> _INSTRUCTION_:
Copy everything from the line containing "Could you please locate the twig" down to the end of the items, switching "pin" to "marker" and keeping all else the same.

================

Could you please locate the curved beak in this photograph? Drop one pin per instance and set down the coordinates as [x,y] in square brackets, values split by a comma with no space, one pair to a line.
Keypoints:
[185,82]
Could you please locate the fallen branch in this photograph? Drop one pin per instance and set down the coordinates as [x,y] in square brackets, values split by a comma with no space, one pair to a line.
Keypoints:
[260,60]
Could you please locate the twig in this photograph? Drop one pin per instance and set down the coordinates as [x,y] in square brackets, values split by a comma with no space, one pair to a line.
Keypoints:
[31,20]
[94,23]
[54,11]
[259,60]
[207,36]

================

> _OUTPUT BELOW_:
Could you please locate the twig in this photograph? Drop one marker per instance and set down the coordinates as [x,y] in square brackets, values split by a comma with no space, one pair to a line.
Keypoints:
[31,20]
[94,23]
[54,11]
[259,60]
[207,36]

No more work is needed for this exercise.